» INPUT FOR THIS TASK
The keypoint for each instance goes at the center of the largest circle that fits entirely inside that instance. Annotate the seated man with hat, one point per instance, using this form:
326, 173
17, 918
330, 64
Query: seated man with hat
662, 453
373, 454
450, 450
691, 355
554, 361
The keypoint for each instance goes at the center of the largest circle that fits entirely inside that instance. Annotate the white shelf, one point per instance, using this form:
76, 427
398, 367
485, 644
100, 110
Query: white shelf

* * *

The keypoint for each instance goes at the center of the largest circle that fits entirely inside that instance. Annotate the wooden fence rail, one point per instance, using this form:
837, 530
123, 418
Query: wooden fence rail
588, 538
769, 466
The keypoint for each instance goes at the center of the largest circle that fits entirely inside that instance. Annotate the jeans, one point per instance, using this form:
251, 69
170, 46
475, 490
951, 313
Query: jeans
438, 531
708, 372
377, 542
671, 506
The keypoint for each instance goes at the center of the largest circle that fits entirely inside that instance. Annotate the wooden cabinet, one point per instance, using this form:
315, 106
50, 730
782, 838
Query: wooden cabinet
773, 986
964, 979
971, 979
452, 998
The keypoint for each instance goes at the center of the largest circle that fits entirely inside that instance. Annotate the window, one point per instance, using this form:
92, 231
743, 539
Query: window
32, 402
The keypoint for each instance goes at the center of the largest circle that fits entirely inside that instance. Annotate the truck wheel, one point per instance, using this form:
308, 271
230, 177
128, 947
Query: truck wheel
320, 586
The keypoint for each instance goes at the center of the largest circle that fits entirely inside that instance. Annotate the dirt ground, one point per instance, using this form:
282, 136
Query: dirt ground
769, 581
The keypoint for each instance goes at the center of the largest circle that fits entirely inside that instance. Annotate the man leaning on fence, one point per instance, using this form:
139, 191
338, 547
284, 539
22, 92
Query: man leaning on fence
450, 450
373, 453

» THE PROBLEM
Count the lines of the data that contain the word "shelf", and give only that number.

» EXPECTED ANSWER
2